__Required task A__.
Reproduce the working paper listing on adaptive learning and Brazilian monetary policy word for word, in full.

__Source excerpt__.
/---
How Do Adaptive Learning Expectations Rationalize Stronger Monetary Policy Response in Brazil?
Allan Dizioli and
Hou Wang
No 2023/019, IMF Working Papers from International Monetary Fund
Abstract:
This paper estimates a standard Dynamic Stochastic General Equilibrium (DSGE) model that includes a wage and price Phillip's curves with different expectation formation processes for Brazil and the USA. Other than the standard rational expectation process, we also use a limited rationality process, the adaptive learning model. In this context, we show that the separate inclusion of a labor market in the model helps to anchor inflation even in a situation of adaptive expectations, a positive output gap and inflation above target. The estimation results show that the adaptive learning model does a better job in fitting the data in both Brazil and the USA. In addition, the estimation shows that expectations are more backward-looking and started to drift away sooner in 2021 in Brazil than in the USA. We then conduct optimal policy exercises that prescribe early monetary policy tightening in the context of positive output gaps and inflation far above the central bank target.
\---
__Recorded information__.
/---
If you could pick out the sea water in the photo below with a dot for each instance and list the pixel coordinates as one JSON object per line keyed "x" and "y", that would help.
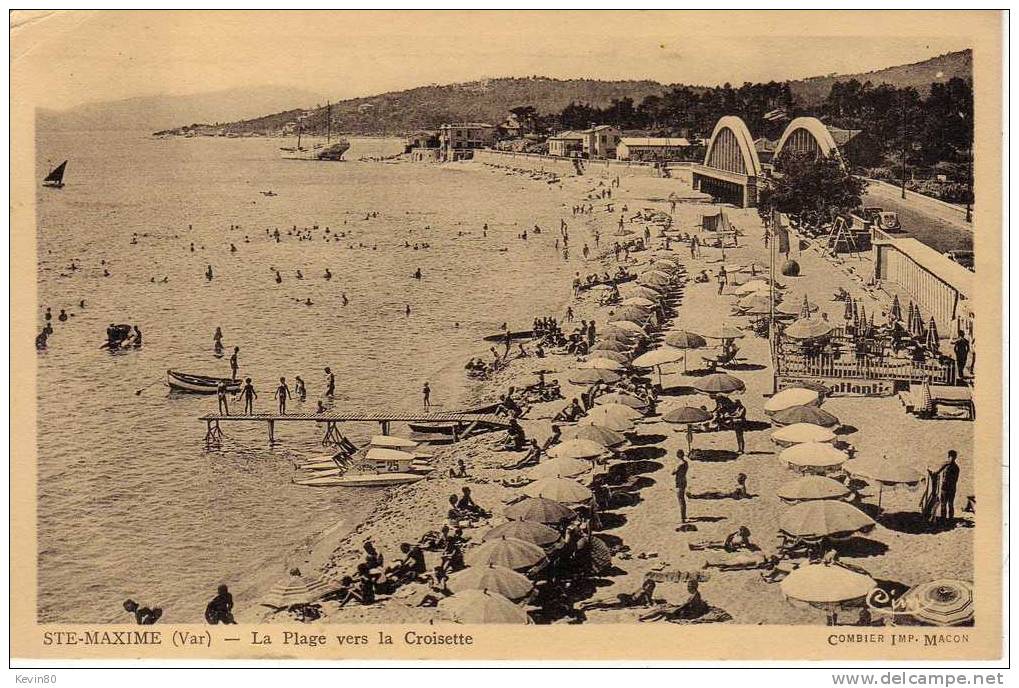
{"x": 130, "y": 505}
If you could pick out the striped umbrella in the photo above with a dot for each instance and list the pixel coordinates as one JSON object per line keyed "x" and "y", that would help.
{"x": 944, "y": 602}
{"x": 296, "y": 590}
{"x": 498, "y": 579}
{"x": 482, "y": 606}
{"x": 529, "y": 531}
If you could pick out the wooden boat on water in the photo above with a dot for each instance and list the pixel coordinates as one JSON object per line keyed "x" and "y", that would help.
{"x": 200, "y": 384}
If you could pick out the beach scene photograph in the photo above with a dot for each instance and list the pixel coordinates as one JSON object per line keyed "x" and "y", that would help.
{"x": 399, "y": 318}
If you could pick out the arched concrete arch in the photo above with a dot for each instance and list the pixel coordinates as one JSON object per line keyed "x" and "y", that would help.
{"x": 732, "y": 148}
{"x": 807, "y": 134}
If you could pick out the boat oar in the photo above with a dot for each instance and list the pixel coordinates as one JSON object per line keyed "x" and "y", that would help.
{"x": 138, "y": 392}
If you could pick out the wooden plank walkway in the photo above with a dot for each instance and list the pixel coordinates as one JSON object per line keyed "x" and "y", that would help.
{"x": 214, "y": 435}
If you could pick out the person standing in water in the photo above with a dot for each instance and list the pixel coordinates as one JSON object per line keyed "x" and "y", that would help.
{"x": 330, "y": 383}
{"x": 249, "y": 394}
{"x": 282, "y": 393}
{"x": 224, "y": 409}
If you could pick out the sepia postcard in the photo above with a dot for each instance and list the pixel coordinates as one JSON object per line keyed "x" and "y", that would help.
{"x": 495, "y": 335}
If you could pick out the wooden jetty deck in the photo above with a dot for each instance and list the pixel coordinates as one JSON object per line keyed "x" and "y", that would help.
{"x": 463, "y": 423}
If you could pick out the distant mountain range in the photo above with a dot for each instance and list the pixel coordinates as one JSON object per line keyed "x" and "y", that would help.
{"x": 149, "y": 113}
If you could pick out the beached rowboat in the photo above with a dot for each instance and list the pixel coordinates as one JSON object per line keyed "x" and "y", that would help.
{"x": 200, "y": 384}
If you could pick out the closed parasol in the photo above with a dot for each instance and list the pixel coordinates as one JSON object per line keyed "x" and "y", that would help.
{"x": 507, "y": 551}
{"x": 590, "y": 376}
{"x": 808, "y": 328}
{"x": 557, "y": 488}
{"x": 804, "y": 414}
{"x": 498, "y": 579}
{"x": 577, "y": 448}
{"x": 718, "y": 383}
{"x": 538, "y": 510}
{"x": 823, "y": 519}
{"x": 797, "y": 433}
{"x": 790, "y": 398}
{"x": 826, "y": 586}
{"x": 945, "y": 601}
{"x": 296, "y": 590}
{"x": 813, "y": 458}
{"x": 564, "y": 467}
{"x": 622, "y": 398}
{"x": 603, "y": 436}
{"x": 812, "y": 487}
{"x": 598, "y": 363}
{"x": 482, "y": 606}
{"x": 529, "y": 531}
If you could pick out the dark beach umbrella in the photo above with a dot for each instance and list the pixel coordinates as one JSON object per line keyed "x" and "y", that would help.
{"x": 718, "y": 383}
{"x": 538, "y": 510}
{"x": 804, "y": 414}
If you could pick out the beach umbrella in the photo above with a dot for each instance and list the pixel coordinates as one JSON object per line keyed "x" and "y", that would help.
{"x": 813, "y": 457}
{"x": 392, "y": 442}
{"x": 820, "y": 519}
{"x": 529, "y": 531}
{"x": 562, "y": 467}
{"x": 798, "y": 433}
{"x": 507, "y": 551}
{"x": 896, "y": 311}
{"x": 609, "y": 346}
{"x": 590, "y": 376}
{"x": 723, "y": 331}
{"x": 627, "y": 325}
{"x": 945, "y": 601}
{"x": 826, "y": 586}
{"x": 718, "y": 383}
{"x": 811, "y": 487}
{"x": 498, "y": 579}
{"x": 645, "y": 292}
{"x": 933, "y": 339}
{"x": 619, "y": 357}
{"x": 296, "y": 590}
{"x": 804, "y": 414}
{"x": 885, "y": 473}
{"x": 577, "y": 448}
{"x": 808, "y": 328}
{"x": 599, "y": 363}
{"x": 640, "y": 302}
{"x": 790, "y": 398}
{"x": 622, "y": 398}
{"x": 558, "y": 488}
{"x": 595, "y": 433}
{"x": 482, "y": 606}
{"x": 538, "y": 510}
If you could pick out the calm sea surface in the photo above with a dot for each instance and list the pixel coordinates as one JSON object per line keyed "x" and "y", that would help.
{"x": 129, "y": 503}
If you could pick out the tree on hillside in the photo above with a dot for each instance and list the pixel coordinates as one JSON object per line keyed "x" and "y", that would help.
{"x": 811, "y": 188}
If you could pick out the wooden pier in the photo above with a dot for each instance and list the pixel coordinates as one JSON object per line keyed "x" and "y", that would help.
{"x": 464, "y": 423}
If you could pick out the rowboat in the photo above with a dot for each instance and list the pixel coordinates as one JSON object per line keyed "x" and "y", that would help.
{"x": 200, "y": 384}
{"x": 362, "y": 480}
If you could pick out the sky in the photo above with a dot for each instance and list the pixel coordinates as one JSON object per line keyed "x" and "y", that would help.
{"x": 69, "y": 58}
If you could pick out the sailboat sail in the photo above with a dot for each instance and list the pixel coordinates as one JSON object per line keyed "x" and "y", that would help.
{"x": 55, "y": 178}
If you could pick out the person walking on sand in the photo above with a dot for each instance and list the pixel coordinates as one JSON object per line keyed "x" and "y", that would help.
{"x": 680, "y": 475}
{"x": 330, "y": 383}
{"x": 224, "y": 409}
{"x": 249, "y": 394}
{"x": 282, "y": 393}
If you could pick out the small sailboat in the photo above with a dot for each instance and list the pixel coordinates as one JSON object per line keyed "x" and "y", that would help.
{"x": 55, "y": 178}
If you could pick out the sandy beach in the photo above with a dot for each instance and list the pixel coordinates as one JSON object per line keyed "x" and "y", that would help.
{"x": 645, "y": 535}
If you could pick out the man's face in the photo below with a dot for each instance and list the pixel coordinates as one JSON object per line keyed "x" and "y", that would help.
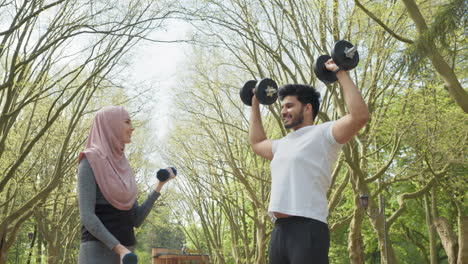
\---
__Required task B__.
In the records, rewrite everything from the line with "If you could pick out the small" through the end of the records, changing "sailboat" to "sailing boat" and keeping all else unchanged. Leave the pictures out.

__Written reply A__.
How Do Adaptive Learning Expectations Rationalize Stronger Monetary Policy Response in Brazil?
Allan Dizioli and
Hou Wang
No 2023/019, IMF Working Papers from International Monetary Fund
Abstract:
This paper estimates a standard Dynamic Stochastic General Equilibrium (DSGE) model that includes a wage and price Phillip's curves with different expectation formation processes for Brazil and the USA. Other than the standard rational expectation process, we also use a limited rationality process, the adaptive learning model. In this context, we show that the separate inclusion of a labor market in the model helps to anchor inflation even in a situation of adaptive expectations, a positive output gap and inflation above target. The estimation results show that the adaptive learning model does a better job in fitting the data in both Brazil and the USA. In addition, the estimation shows that expectations are more backward-looking and started to drift away sooner in 2021 in Brazil than in the USA. We then conduct optimal policy exercises that prescribe early monetary policy tightening in the context of positive output gaps and inflation far above the central bank target.

__Written reply B__.
If you could pick out the small sailing boat in the photo above with a dot for each instance and list the pixel coordinates as one JSON object per line keyed "x" and "y", that would help.
{"x": 55, "y": 178}
If you could pick out the sandy beach in the photo above with a dot for each instance and list the pixel coordinates as one JSON object per line keyed "x" and "y", that would help.
{"x": 645, "y": 535}
If you could pick out the man's face in the photo below with a dot for each instance and list the pixel coordinates as one JSON object per line keyed "x" and "y", that would help.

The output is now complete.